**Work to do:** Select every line in the entries below that contains the word "pole" and copy each one out. Matching is case-sensitive.

**Available records:**
::::::::::

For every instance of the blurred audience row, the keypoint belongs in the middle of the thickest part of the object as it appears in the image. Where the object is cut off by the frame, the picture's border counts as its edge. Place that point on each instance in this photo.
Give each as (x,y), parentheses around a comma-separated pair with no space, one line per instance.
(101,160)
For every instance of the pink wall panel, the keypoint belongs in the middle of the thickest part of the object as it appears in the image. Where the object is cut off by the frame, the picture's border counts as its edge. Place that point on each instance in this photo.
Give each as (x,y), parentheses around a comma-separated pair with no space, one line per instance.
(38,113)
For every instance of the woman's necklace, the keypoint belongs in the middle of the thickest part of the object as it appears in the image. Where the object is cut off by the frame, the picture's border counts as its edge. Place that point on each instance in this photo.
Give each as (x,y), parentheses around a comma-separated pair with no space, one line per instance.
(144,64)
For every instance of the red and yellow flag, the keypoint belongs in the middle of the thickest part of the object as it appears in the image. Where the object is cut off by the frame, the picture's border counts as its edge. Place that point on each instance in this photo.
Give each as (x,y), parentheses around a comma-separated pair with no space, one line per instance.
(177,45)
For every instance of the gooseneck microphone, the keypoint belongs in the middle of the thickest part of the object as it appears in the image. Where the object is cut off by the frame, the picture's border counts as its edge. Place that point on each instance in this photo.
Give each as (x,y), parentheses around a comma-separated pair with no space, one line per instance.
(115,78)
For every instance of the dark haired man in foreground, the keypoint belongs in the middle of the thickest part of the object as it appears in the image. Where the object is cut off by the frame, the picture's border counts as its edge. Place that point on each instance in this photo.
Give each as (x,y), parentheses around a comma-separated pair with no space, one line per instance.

::::::::::

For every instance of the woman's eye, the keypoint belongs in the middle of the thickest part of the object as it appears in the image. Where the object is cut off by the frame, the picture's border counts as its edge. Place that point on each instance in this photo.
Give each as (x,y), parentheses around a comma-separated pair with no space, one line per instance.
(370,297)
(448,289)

::::::::::

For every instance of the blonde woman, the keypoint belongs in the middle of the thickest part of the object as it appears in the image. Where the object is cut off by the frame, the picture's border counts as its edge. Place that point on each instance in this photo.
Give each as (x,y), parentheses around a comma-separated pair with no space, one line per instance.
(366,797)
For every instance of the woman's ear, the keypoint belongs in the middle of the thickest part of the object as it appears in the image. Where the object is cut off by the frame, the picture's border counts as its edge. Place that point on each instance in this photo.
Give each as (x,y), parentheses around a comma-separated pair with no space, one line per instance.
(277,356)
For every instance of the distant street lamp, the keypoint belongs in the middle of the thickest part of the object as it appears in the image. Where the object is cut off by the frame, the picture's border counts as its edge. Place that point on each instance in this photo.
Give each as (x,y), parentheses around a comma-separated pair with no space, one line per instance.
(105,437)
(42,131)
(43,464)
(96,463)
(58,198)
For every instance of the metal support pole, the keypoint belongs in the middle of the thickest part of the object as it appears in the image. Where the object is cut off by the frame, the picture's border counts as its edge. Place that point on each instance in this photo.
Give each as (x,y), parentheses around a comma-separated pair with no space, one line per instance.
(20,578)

::::::::::

**Worked answer:**
For every instance of the metal support pole, the keypoint belongs in the middle of the thickest part of the object as it appears in the image. Where the object is cut off by the frame, the picture's border counts as its edge. Place that point on each instance in this photo.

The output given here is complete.